* Directions *
Rewrite every line of the records below, including the requests, and scale each bounding-box coordinate in the answers by 1.45, rounding to the nearest whole number with halves rounded up. Leave the pictures out of your output.
---------- Supplied material
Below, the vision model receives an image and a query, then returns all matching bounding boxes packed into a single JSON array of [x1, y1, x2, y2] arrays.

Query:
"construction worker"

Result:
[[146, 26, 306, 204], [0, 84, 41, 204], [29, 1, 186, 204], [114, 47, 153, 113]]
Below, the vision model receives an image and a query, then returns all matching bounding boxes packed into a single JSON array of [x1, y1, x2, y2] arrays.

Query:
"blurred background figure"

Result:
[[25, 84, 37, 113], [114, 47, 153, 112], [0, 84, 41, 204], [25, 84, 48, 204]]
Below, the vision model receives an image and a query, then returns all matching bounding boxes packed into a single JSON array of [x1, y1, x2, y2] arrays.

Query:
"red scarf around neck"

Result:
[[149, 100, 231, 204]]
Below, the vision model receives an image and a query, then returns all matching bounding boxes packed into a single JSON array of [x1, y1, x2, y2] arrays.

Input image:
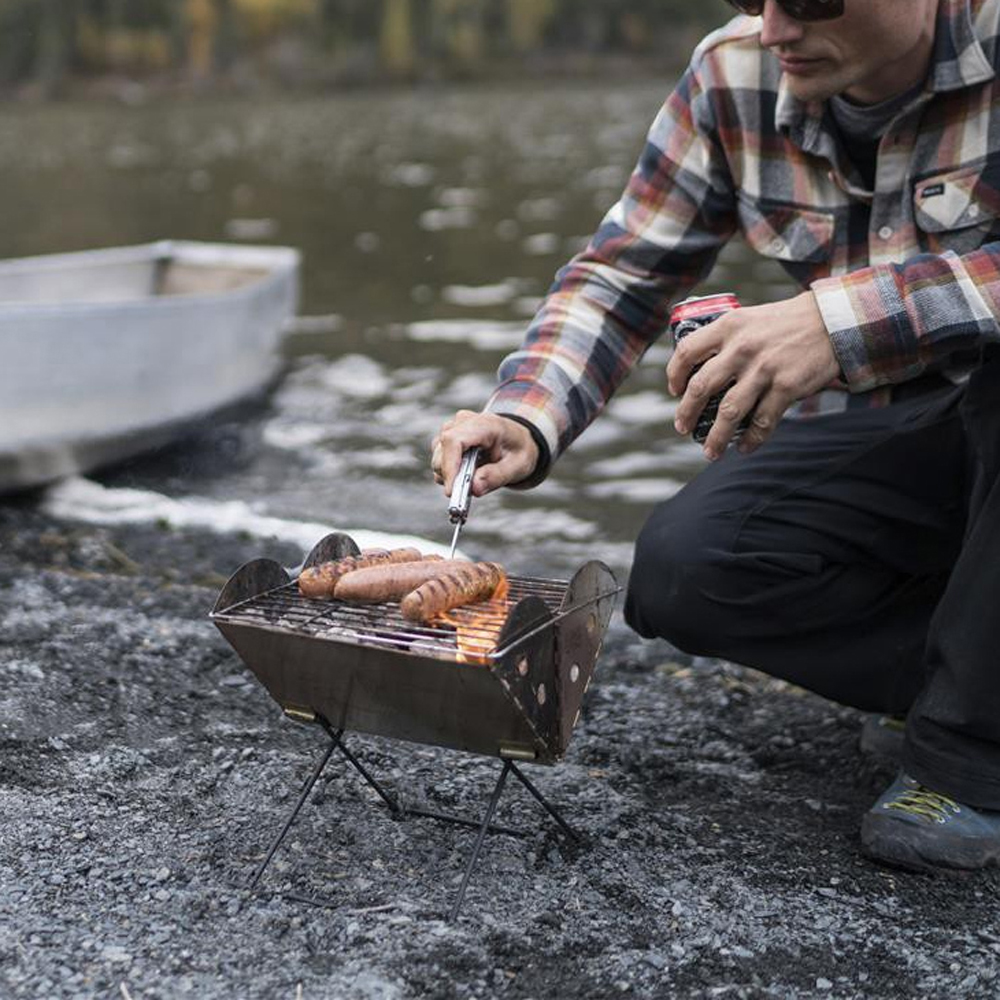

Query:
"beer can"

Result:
--------------------
* Correct result *
Below, the vision model receives an image and a query, then returns all matching bounding boxes packed into a single JSON array of [x1, y1, x2, y2] arrays.

Query:
"construction worker"

Result:
[[212, 38, 444, 296], [0, 122, 59, 296], [42, 1, 270, 296], [165, 68, 222, 164]]
Below, the vision model receives an image and a query, then returns all matching bounding boxes packed into a single JSON array of [x1, y1, x2, y2] arrays.

Query:
"blurred background figure"

Result:
[[36, 122, 54, 164], [165, 68, 222, 162], [0, 122, 59, 296], [36, 122, 70, 296]]
Below, the vision model receives an image and a query, then returns all matching bounding boxes packed into a single JSON array of [x1, y1, x2, y2] arrays.

Query:
"red scarf around neck"

Result:
[[216, 145, 335, 296]]
Below, the vision model receives an image and a query, then returns all matching bounding boxes packed into a single JSON array of [x1, y1, x2, y2] arrays.

Input image:

Query:
"beer can"

Result:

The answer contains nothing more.